- _TEXT EXCERPT_
+-------+

On Sat, Oct 26, 2013 at 6:23 AM, Junio C Hamano <gitster@pobox.com> wrote:
> * kb/fast-hashmap (2013-10-22) 12 commits
>  - remove old hash.[ch] implementation
>  - read-cache.c: fix memory leaks caused by removed cache entries
>  - name-hash.c: remove cache entries instead of marking them CE_UNHASHED
>  - name-hash.c: use new hash map implementation for cache entries
>  - name-hash.c: remove unreferenced directory entries
>  - name-hash.c: use new hash map implementation for directories
>  - diffcore-rename.c: use new hash map implementation
>  - diffcore-rename.c: simplify finding exact renames
>  - diffcore-rename.c: move code around to prepare for the next patch
>  - buitin/describe.c: use new hash map implementation
>  - add a hashtable implementation that supports O(1) removal
>  - submodule: don't access the .gitmodules cache entry after removing it
>
>  Improvements to our hash table to get it to meet the needs of the
>  msysgit fscache project, with some nice performance improvements.

+-------+

- _SHORT EXERCISE_
Copy the mailing-list message above about the kb/fast-hashmap branch word for word, keeping every line and symbol unchanged.

+-------+

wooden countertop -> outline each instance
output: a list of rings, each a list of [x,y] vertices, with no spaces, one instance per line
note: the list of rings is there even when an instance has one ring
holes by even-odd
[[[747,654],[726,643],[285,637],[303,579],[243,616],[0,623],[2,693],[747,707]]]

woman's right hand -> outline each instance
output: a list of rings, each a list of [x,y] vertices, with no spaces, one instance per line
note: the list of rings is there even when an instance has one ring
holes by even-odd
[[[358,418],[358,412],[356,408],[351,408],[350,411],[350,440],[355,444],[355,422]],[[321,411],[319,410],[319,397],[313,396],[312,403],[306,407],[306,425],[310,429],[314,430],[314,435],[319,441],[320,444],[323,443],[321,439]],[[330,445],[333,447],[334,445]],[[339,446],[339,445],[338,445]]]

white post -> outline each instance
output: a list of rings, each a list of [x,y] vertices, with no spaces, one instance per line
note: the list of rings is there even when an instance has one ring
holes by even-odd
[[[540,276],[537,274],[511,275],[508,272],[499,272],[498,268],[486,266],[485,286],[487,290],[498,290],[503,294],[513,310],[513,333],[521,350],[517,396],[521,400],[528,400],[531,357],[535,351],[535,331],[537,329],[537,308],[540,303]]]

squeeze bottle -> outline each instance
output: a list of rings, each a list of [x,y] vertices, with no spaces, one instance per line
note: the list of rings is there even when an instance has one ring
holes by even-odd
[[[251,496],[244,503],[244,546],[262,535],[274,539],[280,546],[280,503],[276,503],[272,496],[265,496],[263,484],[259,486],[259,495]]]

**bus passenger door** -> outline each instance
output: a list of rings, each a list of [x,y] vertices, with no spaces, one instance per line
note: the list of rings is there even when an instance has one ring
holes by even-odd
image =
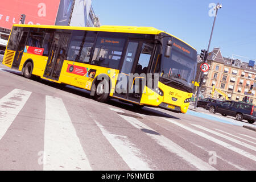
[[[49,51],[44,77],[59,80],[64,59],[65,57],[69,34],[55,33]]]
[[[139,42],[129,41],[126,48],[123,63],[117,78],[114,96],[127,99],[129,92],[129,76],[132,72],[137,57]]]
[[[15,55],[11,66],[13,68],[18,68],[19,67],[25,48],[26,40],[28,34],[28,29],[26,29],[26,28],[23,28],[23,30],[20,34],[20,36],[18,42],[17,49],[16,49]]]
[[[150,43],[129,42],[114,96],[139,103],[153,47]]]

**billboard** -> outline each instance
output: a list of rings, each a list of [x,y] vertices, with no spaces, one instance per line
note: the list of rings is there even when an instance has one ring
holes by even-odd
[[[0,27],[11,29],[19,23],[22,14],[25,24],[54,25],[60,0],[1,0]]]
[[[87,26],[91,4],[91,0],[76,0],[69,26]]]
[[[55,25],[68,26],[71,13],[75,0],[60,0]]]

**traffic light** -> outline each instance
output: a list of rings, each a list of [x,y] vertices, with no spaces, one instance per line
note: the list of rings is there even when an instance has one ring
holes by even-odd
[[[20,15],[20,18],[19,19],[19,21],[22,23],[22,24],[24,24],[25,23],[25,14],[22,14]]]
[[[200,57],[203,61],[205,61],[207,58],[207,51],[205,49],[201,50]]]

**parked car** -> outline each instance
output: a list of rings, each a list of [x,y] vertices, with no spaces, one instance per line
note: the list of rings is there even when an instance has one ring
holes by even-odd
[[[256,121],[256,108],[254,105],[233,101],[226,101],[220,104],[211,102],[207,105],[212,113],[218,113],[224,116],[231,115],[238,121],[247,120],[249,123]]]
[[[215,99],[212,98],[207,98],[205,99],[203,99],[202,100],[199,100],[197,101],[197,107],[201,107],[205,109],[206,108],[206,106],[209,103],[221,103],[221,101],[216,100]]]

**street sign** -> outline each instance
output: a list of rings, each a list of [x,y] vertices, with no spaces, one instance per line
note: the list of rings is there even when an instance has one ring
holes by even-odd
[[[206,63],[202,63],[200,66],[201,71],[203,72],[205,72],[209,70],[209,64]]]
[[[245,92],[245,95],[247,95],[247,96],[254,96],[254,94],[253,93],[252,93],[251,92]]]

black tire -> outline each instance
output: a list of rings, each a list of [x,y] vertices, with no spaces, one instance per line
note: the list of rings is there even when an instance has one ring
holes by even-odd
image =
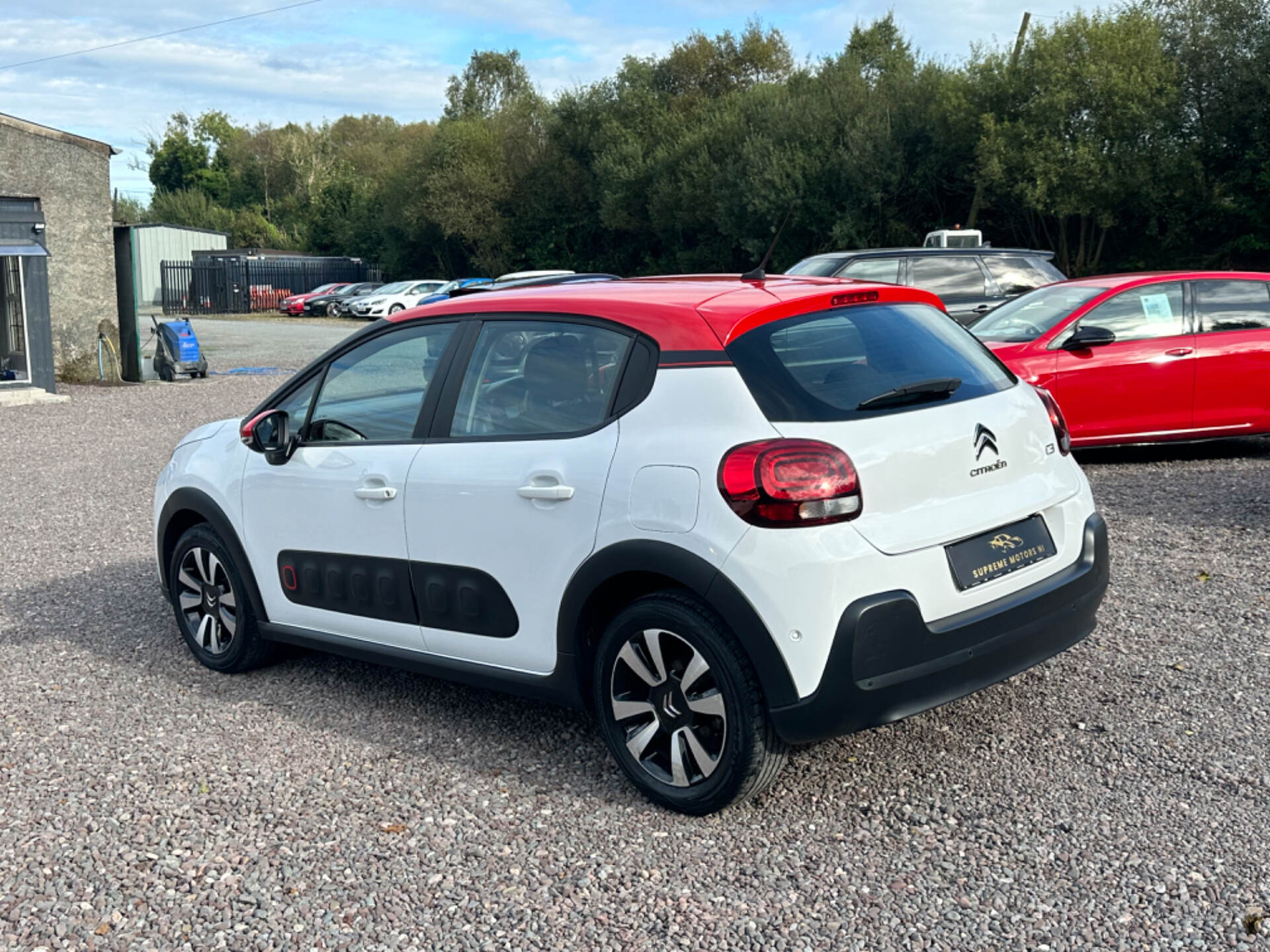
[[[660,663],[649,651],[649,637],[658,640]],[[626,660],[630,652],[622,656],[627,645],[645,674],[654,680],[660,675],[660,682],[654,685],[635,671]],[[697,654],[706,670],[681,680],[700,665]],[[597,646],[592,689],[613,758],[644,796],[671,810],[701,816],[739,803],[767,788],[785,764],[787,748],[767,716],[749,658],[724,621],[687,592],[640,598],[608,623]],[[618,721],[615,702],[649,711]],[[704,713],[706,708],[721,713]],[[646,746],[636,759],[627,744],[639,744],[641,734],[648,735]]]
[[[215,564],[204,557],[207,553]],[[178,539],[168,566],[168,595],[185,645],[204,668],[236,674],[259,668],[272,658],[274,645],[260,637],[243,574],[207,523],[187,529]],[[208,622],[207,628],[206,616],[215,622]]]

+-------+

- _TASK RESPONSE_
On Sat, Oct 26, 2013 at 6:23 AM, Junio C Hamano <gitster@pobox.com> wrote:
> * kb/fast-hashmap (2013-10-22) 12 commits
>  - remove old hash.[ch] implementation
>  - read-cache.c: fix memory leaks caused by removed cache entries
>  - name-hash.c: remove cache entries instead of marking them CE_UNHASHED
>  - name-hash.c: use new hash map implementation for cache entries
>  - name-hash.c: remove unreferenced directory entries
>  - name-hash.c: use new hash map implementation for directories
>  - diffcore-rename.c: use new hash map implementation
>  - diffcore-rename.c: simplify finding exact renames
>  - diffcore-rename.c: move code around to prepare for the next patch
>  - buitin/describe.c: use new hash map implementation
>  - add a hashtable implementation that supports O(1) removal
>  - submodule: don't access the .gitmodules cache entry after removing it
>
>  Improvements to our hash table to get it to meet the needs of the
>  msysgit fscache project, with some nice performance improvements.